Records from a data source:
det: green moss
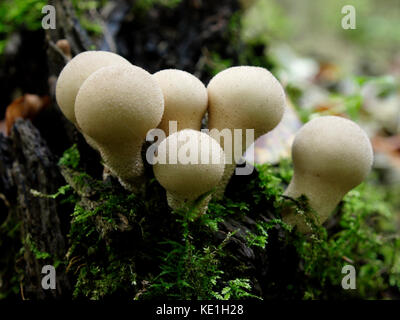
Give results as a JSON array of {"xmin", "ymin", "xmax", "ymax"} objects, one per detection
[
  {"xmin": 58, "ymin": 144, "xmax": 81, "ymax": 169},
  {"xmin": 52, "ymin": 145, "xmax": 400, "ymax": 299}
]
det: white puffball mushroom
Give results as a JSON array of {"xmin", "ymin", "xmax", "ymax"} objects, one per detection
[
  {"xmin": 75, "ymin": 65, "xmax": 164, "ymax": 191},
  {"xmin": 283, "ymin": 116, "xmax": 373, "ymax": 233},
  {"xmin": 207, "ymin": 66, "xmax": 286, "ymax": 197},
  {"xmin": 56, "ymin": 51, "xmax": 131, "ymax": 125},
  {"xmin": 153, "ymin": 129, "xmax": 225, "ymax": 213},
  {"xmin": 153, "ymin": 69, "xmax": 208, "ymax": 136}
]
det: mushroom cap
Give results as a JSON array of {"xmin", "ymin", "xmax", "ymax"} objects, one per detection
[
  {"xmin": 75, "ymin": 65, "xmax": 164, "ymax": 146},
  {"xmin": 207, "ymin": 66, "xmax": 286, "ymax": 138},
  {"xmin": 153, "ymin": 129, "xmax": 225, "ymax": 200},
  {"xmin": 153, "ymin": 69, "xmax": 208, "ymax": 133},
  {"xmin": 56, "ymin": 51, "xmax": 131, "ymax": 124},
  {"xmin": 292, "ymin": 116, "xmax": 373, "ymax": 192}
]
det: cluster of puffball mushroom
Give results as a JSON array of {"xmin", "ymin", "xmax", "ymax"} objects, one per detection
[{"xmin": 56, "ymin": 51, "xmax": 373, "ymax": 232}]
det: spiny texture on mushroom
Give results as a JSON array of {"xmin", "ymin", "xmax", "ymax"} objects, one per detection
[
  {"xmin": 207, "ymin": 66, "xmax": 286, "ymax": 197},
  {"xmin": 284, "ymin": 116, "xmax": 373, "ymax": 233},
  {"xmin": 56, "ymin": 51, "xmax": 131, "ymax": 125},
  {"xmin": 153, "ymin": 129, "xmax": 224, "ymax": 212},
  {"xmin": 153, "ymin": 69, "xmax": 208, "ymax": 136},
  {"xmin": 75, "ymin": 65, "xmax": 164, "ymax": 189}
]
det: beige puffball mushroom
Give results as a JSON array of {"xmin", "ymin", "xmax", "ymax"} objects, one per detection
[
  {"xmin": 153, "ymin": 69, "xmax": 208, "ymax": 136},
  {"xmin": 75, "ymin": 65, "xmax": 164, "ymax": 191},
  {"xmin": 283, "ymin": 116, "xmax": 373, "ymax": 233},
  {"xmin": 153, "ymin": 129, "xmax": 224, "ymax": 213},
  {"xmin": 56, "ymin": 51, "xmax": 131, "ymax": 125},
  {"xmin": 207, "ymin": 66, "xmax": 286, "ymax": 197}
]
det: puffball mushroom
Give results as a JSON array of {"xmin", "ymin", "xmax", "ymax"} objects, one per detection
[
  {"xmin": 153, "ymin": 129, "xmax": 224, "ymax": 213},
  {"xmin": 56, "ymin": 51, "xmax": 131, "ymax": 150},
  {"xmin": 153, "ymin": 69, "xmax": 208, "ymax": 136},
  {"xmin": 75, "ymin": 65, "xmax": 164, "ymax": 191},
  {"xmin": 56, "ymin": 51, "xmax": 131, "ymax": 125},
  {"xmin": 283, "ymin": 116, "xmax": 373, "ymax": 233},
  {"xmin": 207, "ymin": 66, "xmax": 286, "ymax": 197}
]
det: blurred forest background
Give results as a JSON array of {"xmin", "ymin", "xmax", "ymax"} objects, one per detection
[{"xmin": 0, "ymin": 0, "xmax": 400, "ymax": 299}]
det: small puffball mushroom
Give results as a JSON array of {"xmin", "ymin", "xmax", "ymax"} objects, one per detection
[
  {"xmin": 283, "ymin": 116, "xmax": 373, "ymax": 233},
  {"xmin": 153, "ymin": 69, "xmax": 208, "ymax": 136},
  {"xmin": 153, "ymin": 129, "xmax": 225, "ymax": 213},
  {"xmin": 75, "ymin": 65, "xmax": 164, "ymax": 191},
  {"xmin": 207, "ymin": 66, "xmax": 286, "ymax": 197},
  {"xmin": 56, "ymin": 51, "xmax": 131, "ymax": 125}
]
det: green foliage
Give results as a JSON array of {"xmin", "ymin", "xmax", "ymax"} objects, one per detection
[
  {"xmin": 72, "ymin": 0, "xmax": 107, "ymax": 35},
  {"xmin": 214, "ymin": 279, "xmax": 260, "ymax": 300},
  {"xmin": 58, "ymin": 144, "xmax": 81, "ymax": 169},
  {"xmin": 133, "ymin": 0, "xmax": 182, "ymax": 13},
  {"xmin": 52, "ymin": 144, "xmax": 400, "ymax": 300}
]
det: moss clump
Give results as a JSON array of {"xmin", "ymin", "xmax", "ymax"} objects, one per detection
[{"xmin": 51, "ymin": 145, "xmax": 400, "ymax": 299}]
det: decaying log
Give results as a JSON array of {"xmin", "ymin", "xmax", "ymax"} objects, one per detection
[{"xmin": 0, "ymin": 120, "xmax": 71, "ymax": 299}]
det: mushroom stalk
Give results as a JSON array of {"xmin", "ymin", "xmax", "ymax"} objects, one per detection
[
  {"xmin": 75, "ymin": 65, "xmax": 164, "ymax": 191},
  {"xmin": 207, "ymin": 66, "xmax": 286, "ymax": 198},
  {"xmin": 153, "ymin": 129, "xmax": 224, "ymax": 213}
]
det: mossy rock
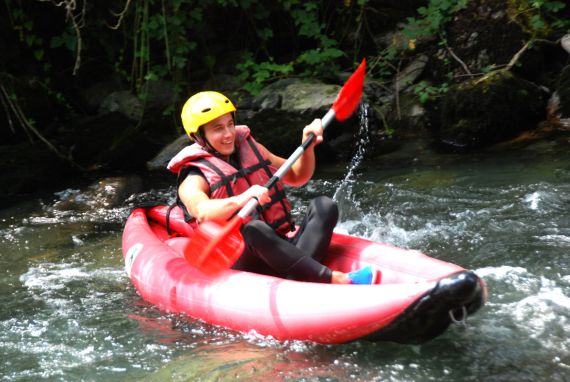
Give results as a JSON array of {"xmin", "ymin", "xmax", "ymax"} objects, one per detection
[
  {"xmin": 557, "ymin": 65, "xmax": 570, "ymax": 118},
  {"xmin": 435, "ymin": 71, "xmax": 546, "ymax": 150}
]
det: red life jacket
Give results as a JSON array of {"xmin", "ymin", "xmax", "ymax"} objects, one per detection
[{"xmin": 168, "ymin": 126, "xmax": 295, "ymax": 235}]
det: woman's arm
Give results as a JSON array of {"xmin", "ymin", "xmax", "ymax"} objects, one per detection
[
  {"xmin": 261, "ymin": 119, "xmax": 323, "ymax": 187},
  {"xmin": 178, "ymin": 175, "xmax": 270, "ymax": 222}
]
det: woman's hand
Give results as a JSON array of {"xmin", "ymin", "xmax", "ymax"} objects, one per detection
[
  {"xmin": 242, "ymin": 184, "xmax": 271, "ymax": 205},
  {"xmin": 301, "ymin": 119, "xmax": 323, "ymax": 147}
]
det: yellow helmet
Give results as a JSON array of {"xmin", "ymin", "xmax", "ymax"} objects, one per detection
[{"xmin": 181, "ymin": 91, "xmax": 236, "ymax": 136}]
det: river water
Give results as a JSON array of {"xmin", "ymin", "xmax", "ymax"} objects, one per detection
[{"xmin": 0, "ymin": 126, "xmax": 570, "ymax": 381}]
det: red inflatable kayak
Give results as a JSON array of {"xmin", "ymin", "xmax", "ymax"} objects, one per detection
[{"xmin": 123, "ymin": 206, "xmax": 486, "ymax": 344}]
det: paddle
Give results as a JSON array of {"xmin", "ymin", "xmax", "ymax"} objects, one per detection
[{"xmin": 184, "ymin": 59, "xmax": 366, "ymax": 274}]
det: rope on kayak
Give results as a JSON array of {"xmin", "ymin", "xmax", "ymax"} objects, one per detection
[{"xmin": 449, "ymin": 305, "xmax": 467, "ymax": 326}]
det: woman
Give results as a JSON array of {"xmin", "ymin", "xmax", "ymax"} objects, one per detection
[{"xmin": 168, "ymin": 91, "xmax": 377, "ymax": 284}]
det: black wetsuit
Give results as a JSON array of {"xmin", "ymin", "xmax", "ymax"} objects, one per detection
[{"xmin": 178, "ymin": 167, "xmax": 338, "ymax": 283}]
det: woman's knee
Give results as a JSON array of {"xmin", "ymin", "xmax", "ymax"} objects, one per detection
[
  {"xmin": 241, "ymin": 220, "xmax": 275, "ymax": 243},
  {"xmin": 311, "ymin": 196, "xmax": 338, "ymax": 224}
]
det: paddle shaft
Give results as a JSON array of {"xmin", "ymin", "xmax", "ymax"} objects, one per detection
[{"xmin": 237, "ymin": 109, "xmax": 335, "ymax": 220}]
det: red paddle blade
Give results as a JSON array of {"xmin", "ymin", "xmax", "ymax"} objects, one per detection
[
  {"xmin": 184, "ymin": 216, "xmax": 245, "ymax": 274},
  {"xmin": 332, "ymin": 59, "xmax": 366, "ymax": 121}
]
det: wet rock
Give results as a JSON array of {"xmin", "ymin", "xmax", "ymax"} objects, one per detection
[
  {"xmin": 0, "ymin": 143, "xmax": 75, "ymax": 205},
  {"xmin": 146, "ymin": 134, "xmax": 192, "ymax": 171},
  {"xmin": 393, "ymin": 54, "xmax": 429, "ymax": 92},
  {"xmin": 238, "ymin": 78, "xmax": 355, "ymax": 159},
  {"xmin": 54, "ymin": 175, "xmax": 143, "ymax": 212},
  {"xmin": 556, "ymin": 65, "xmax": 570, "ymax": 118},
  {"xmin": 99, "ymin": 90, "xmax": 143, "ymax": 121},
  {"xmin": 434, "ymin": 71, "xmax": 546, "ymax": 150}
]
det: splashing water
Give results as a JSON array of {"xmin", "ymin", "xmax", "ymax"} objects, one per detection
[{"xmin": 333, "ymin": 103, "xmax": 370, "ymax": 220}]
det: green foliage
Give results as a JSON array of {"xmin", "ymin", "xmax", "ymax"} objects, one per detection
[
  {"xmin": 414, "ymin": 81, "xmax": 449, "ymax": 104},
  {"xmin": 233, "ymin": 0, "xmax": 344, "ymax": 94},
  {"xmin": 509, "ymin": 0, "xmax": 570, "ymax": 38},
  {"xmin": 237, "ymin": 53, "xmax": 293, "ymax": 94},
  {"xmin": 403, "ymin": 0, "xmax": 467, "ymax": 40}
]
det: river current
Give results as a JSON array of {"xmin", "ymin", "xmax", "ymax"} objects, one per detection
[{"xmin": 0, "ymin": 127, "xmax": 570, "ymax": 381}]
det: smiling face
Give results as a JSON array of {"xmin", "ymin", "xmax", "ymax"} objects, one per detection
[{"xmin": 202, "ymin": 113, "xmax": 236, "ymax": 157}]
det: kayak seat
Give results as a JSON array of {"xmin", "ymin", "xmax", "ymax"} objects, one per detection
[{"xmin": 165, "ymin": 236, "xmax": 190, "ymax": 257}]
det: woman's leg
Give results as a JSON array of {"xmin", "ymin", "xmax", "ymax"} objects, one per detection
[
  {"xmin": 233, "ymin": 220, "xmax": 332, "ymax": 283},
  {"xmin": 292, "ymin": 196, "xmax": 338, "ymax": 261}
]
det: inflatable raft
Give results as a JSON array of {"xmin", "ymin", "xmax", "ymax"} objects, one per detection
[{"xmin": 122, "ymin": 206, "xmax": 486, "ymax": 344}]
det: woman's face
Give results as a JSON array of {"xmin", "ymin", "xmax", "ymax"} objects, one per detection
[{"xmin": 202, "ymin": 113, "xmax": 236, "ymax": 156}]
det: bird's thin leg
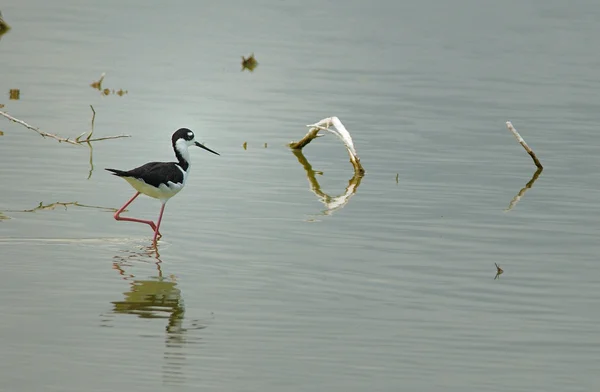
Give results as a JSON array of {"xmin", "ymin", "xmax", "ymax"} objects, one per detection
[
  {"xmin": 115, "ymin": 192, "xmax": 158, "ymax": 235},
  {"xmin": 152, "ymin": 202, "xmax": 167, "ymax": 243}
]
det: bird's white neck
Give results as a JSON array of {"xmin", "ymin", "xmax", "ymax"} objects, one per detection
[{"xmin": 173, "ymin": 139, "xmax": 192, "ymax": 172}]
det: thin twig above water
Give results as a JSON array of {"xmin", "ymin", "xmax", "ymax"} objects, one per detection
[
  {"xmin": 0, "ymin": 105, "xmax": 131, "ymax": 146},
  {"xmin": 504, "ymin": 168, "xmax": 544, "ymax": 211},
  {"xmin": 506, "ymin": 121, "xmax": 543, "ymax": 169}
]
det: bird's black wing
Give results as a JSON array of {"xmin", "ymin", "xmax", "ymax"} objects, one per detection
[{"xmin": 117, "ymin": 162, "xmax": 183, "ymax": 187}]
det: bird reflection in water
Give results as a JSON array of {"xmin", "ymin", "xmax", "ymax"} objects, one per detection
[
  {"xmin": 112, "ymin": 247, "xmax": 206, "ymax": 384},
  {"xmin": 292, "ymin": 149, "xmax": 363, "ymax": 220}
]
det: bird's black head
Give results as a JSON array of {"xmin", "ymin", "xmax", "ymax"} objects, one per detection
[{"xmin": 171, "ymin": 128, "xmax": 219, "ymax": 155}]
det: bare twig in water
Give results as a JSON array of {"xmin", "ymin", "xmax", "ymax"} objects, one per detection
[
  {"xmin": 504, "ymin": 168, "xmax": 544, "ymax": 211},
  {"xmin": 289, "ymin": 116, "xmax": 365, "ymax": 176},
  {"xmin": 506, "ymin": 121, "xmax": 543, "ymax": 169},
  {"xmin": 18, "ymin": 201, "xmax": 117, "ymax": 212},
  {"xmin": 494, "ymin": 263, "xmax": 504, "ymax": 280},
  {"xmin": 0, "ymin": 105, "xmax": 131, "ymax": 146},
  {"xmin": 87, "ymin": 143, "xmax": 94, "ymax": 180},
  {"xmin": 0, "ymin": 12, "xmax": 10, "ymax": 37},
  {"xmin": 292, "ymin": 150, "xmax": 362, "ymax": 219}
]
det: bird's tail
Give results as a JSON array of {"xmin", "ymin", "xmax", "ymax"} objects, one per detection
[{"xmin": 104, "ymin": 169, "xmax": 127, "ymax": 177}]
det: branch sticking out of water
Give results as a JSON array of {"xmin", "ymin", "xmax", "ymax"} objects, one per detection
[
  {"xmin": 19, "ymin": 201, "xmax": 117, "ymax": 212},
  {"xmin": 506, "ymin": 121, "xmax": 544, "ymax": 170},
  {"xmin": 504, "ymin": 168, "xmax": 544, "ymax": 212},
  {"xmin": 0, "ymin": 105, "xmax": 131, "ymax": 146},
  {"xmin": 289, "ymin": 116, "xmax": 365, "ymax": 176}
]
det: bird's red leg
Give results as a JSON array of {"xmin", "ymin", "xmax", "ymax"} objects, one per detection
[
  {"xmin": 115, "ymin": 192, "xmax": 158, "ymax": 236},
  {"xmin": 152, "ymin": 202, "xmax": 167, "ymax": 244}
]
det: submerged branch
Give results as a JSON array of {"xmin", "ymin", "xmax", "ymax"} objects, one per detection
[
  {"xmin": 506, "ymin": 121, "xmax": 543, "ymax": 170},
  {"xmin": 0, "ymin": 105, "xmax": 131, "ymax": 146},
  {"xmin": 292, "ymin": 150, "xmax": 362, "ymax": 215}
]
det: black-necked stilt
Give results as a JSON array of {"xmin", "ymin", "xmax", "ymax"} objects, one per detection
[{"xmin": 106, "ymin": 128, "xmax": 219, "ymax": 243}]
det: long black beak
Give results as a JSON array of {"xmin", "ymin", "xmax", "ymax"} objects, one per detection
[{"xmin": 196, "ymin": 142, "xmax": 221, "ymax": 155}]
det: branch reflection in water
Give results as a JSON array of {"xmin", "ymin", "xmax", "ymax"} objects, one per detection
[
  {"xmin": 292, "ymin": 150, "xmax": 363, "ymax": 219},
  {"xmin": 111, "ymin": 247, "xmax": 206, "ymax": 384},
  {"xmin": 504, "ymin": 168, "xmax": 544, "ymax": 211}
]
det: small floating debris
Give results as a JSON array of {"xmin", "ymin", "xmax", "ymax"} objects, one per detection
[
  {"xmin": 8, "ymin": 88, "xmax": 21, "ymax": 100},
  {"xmin": 494, "ymin": 263, "xmax": 504, "ymax": 280},
  {"xmin": 242, "ymin": 53, "xmax": 258, "ymax": 72},
  {"xmin": 90, "ymin": 72, "xmax": 106, "ymax": 91},
  {"xmin": 90, "ymin": 72, "xmax": 129, "ymax": 97}
]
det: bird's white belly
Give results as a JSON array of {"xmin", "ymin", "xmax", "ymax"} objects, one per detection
[{"xmin": 123, "ymin": 177, "xmax": 183, "ymax": 200}]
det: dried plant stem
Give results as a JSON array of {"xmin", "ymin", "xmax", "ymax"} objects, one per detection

Instructions for the task: Turn the lines of the listing above, starting at the line that contains "det: dried plant stem" and ending at the end of the listing, into a numbered list, with blank lines left out.

Finished exercise:
1. det: dried plant stem
2. Give results as a JSON array of {"xmin", "ymin", "xmax", "ymax"} objects, one per detection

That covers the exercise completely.